» Отрывок для чтения

Опираясь на то, что Вы говорите в письме Вашем от 21-го числа прошедшего месяца, а именно: что друзья могут без всякого ущерба для своих дружеских отношений расходиться во взглядах на индифферентные предметы, я выскажу Вам прямо все, что я думаю о тех доводах и рассказах, из которых Вы выводите свое заключение, что существуют духи всевозможных видов, за исключением, быть может, духов женского рода. Причина, по которой я не отвечал Вам раньше, состоит в том, что я не имел под рукою названных Вами книг, да и достать мне удалось только Плиния и Светония. Но зато эти две книги избавят меня от труда отыскивать остальные, ибо я убежден, что все они бредят на один манер и чувствуют пристрастие к рассказам о необыкновенных вещах, которые ошеломляют людей и вызывают в них изумление. Признаюсь, я не мало удивлялся, только не самим рассказам, а тем, кто писал эти рассказы. Удивляюсь я тому, что люди, одаренные умом и рассудительностью, тратят свое красноречие и злоупотребляют им для того, чтобы убеждать нас в подобных пустяках!
574
Однако, оставим авторов и приступим к самому делу. Прежде всего проанализируем слегка Ваш заключительный вывод. Посмотрим: я ли, отрицающий существование привидений, недостаточно понимаю вследствие этого авторов, писавших об этом предмете, или же Вы, признавая привидения, ставите этих писателей выше, чем они того заслуживают?
То обстоятельство, что, с одной стороны, Вы не подвергаете никакому сомнению существование духов мужского пола, а, с другой стороны, сомневаетесь в существовании духов женского пола, кажется мне более похожим на фантазирование, чем на действительное сомнение. Ибо если бы таково было Ваше действительное мнение, то оно более соответствовало бы воображению толпы, которая утверждает, что бог мужского, а не женского пола. Удивительно, что те, которым привидения являлись в голом виде, не бросили взгляда на их половые органы, - из страха ли или, может быть, по незнанию, в чем состоит это различие.
Вы скажете, что это значит насмехаться, а не рассуждать, причем, я вижу, доводы Ваши представляются Вам настолько солидными и так хорошо обоснованными, что никто, по Вашему мнению, не может им противоречить, разве только тот, кто превратно полагает, что мир создался случайно. Вот это-то и заставляет меня, прежде чем я перейду к рассмотрению других Ваших доводов, высказать вкратце мое мнение относительно последнего вопроса, т.е. вопроса о том, случайно ли создан мир. Я отвечаю, что подобно тому, как несомненно то, что "случайное" (fortuitum) и "необходимое" (necessarium) суть два понятия, прямо противоположные, точно так же очевидно и то, что тот, кто считает мир необходимым следствием (effectus) божественной природы, вместе с тем безусловно отрицает, что мир произошел случайно (casu); тот же, кто говорит, что бог мог и не создать мира, утверждает, хотя и другими словами, что мир произошел случайно, так как это значит, что мир произошел из такого акта воли, которого могло бы вовсе не быть. Так как, однако, такое мнение и такая точка зрения совершенно абсурдны, то все единодушно признают, что воля бога вечна и что она никогда не была индифферентной; а потому они с необходимостью должны признать также и то (обратите на это внимание), что мир есть необходимое
575
следствие (effectus) божественной природы. Пусть называют это волей, интеллектом (умом, разумом) или каким угодно другим именем, но в конце концов они придут к тому заключению, что одну и ту же вещь они выражают различными именами. Ибо если спросить этих людей, не отличается ли божеская воля от человеческой, то они ответят, что первая не имеет с последней ничего общего, кроме названия, а в большинстве случаев они даже согласятся, что воля бога, его разум, его сущность или природа - все это есть одно и то же. Так и я, чтобы не смешивать божескую природу с человеческой, не приписываю богу никаких человеческих атрибутов, как-то: воли, разума, внимания, слуха и т.д. Таким образом, как я только что сказал, я утверждаю, что мир есть необходимое следствие божественной природы и что он не произошел случайно.

[Записи из набора для разметки точек]
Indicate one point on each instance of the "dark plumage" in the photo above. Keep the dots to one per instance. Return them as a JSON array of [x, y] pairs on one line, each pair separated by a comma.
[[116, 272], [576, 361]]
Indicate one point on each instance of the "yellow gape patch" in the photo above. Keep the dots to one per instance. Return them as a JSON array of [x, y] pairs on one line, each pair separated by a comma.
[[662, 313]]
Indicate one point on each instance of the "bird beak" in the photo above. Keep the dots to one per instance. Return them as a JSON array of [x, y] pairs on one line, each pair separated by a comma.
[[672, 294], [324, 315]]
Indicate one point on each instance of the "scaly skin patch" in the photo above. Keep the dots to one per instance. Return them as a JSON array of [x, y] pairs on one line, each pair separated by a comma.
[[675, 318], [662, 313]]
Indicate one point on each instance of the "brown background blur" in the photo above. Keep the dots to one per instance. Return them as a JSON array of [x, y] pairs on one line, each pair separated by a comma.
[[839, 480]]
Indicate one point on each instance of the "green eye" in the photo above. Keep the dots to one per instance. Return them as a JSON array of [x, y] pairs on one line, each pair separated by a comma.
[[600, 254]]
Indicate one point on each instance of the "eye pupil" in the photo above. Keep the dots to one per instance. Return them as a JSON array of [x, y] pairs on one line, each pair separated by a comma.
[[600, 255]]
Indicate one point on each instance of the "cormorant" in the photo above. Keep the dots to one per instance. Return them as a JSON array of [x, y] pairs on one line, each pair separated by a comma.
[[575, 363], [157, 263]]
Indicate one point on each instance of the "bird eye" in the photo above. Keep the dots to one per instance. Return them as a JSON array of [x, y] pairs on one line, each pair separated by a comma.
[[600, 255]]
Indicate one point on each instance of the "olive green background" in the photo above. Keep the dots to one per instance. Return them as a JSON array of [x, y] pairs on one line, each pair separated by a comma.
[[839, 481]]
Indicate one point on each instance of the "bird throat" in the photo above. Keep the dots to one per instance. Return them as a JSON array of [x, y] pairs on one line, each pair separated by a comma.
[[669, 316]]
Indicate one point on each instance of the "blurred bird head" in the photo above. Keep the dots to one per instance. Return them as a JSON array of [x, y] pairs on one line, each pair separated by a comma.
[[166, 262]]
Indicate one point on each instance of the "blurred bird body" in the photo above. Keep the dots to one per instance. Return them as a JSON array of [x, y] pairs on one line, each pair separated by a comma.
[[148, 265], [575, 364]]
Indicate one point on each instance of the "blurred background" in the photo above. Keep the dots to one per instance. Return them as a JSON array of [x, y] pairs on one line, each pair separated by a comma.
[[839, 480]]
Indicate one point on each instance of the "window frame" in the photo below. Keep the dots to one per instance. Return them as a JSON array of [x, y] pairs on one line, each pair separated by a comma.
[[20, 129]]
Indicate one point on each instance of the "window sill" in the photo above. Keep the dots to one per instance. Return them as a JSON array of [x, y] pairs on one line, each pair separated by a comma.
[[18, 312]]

» Упражнения
a: Перескажите, пожалуйста, кратко или в виде списка абзац письма о привидениях, начинающийся словами «То обстоятельство, что, с одной стороны». Сохраните его основные факты.
b: Выпишите из письма о привидениях фрагмент, который начинается словами «То обстоятельство, что, с» и продолжается до слов «состоит это различие.» включительно.

» Решённые задачи
a:
- Адресат письма не сомневается в существовании духов мужского пола, но сомневается в существовании духов женского пола.
- Автору это кажется скорее фантазированием, чем действительным сомнением.
- Будь это действительным мнением, оно соответствовало бы воображению толпы, которая утверждает, что бог мужского, а не женского пола.
- Автор удивляется, что те, кому привидения являлись голыми, не взглянули на их половые органы. Причиной он называет страх или, возможно, незнание того, в чём состоит это различие.

b:
То обстоятельство, что, с одной стороны, Вы не подвергаете никакому сомнению существование духов мужского пола, а, с другой стороны, сомневаетесь в существовании духов женского пола, кажется мне более похожим на фантазирование, чем на действительное сомнение. Ибо если бы таково было Ваше действительное мнение, то оно более соответствовало бы воображению толпы, которая утверждает, что бог мужского, а не женского пола. Удивительно, что те, которым привидения являлись в голом виде, не бросили взгляда на их половые органы, - из страха ли или, может быть, по незнанию, в чем состоит это различие.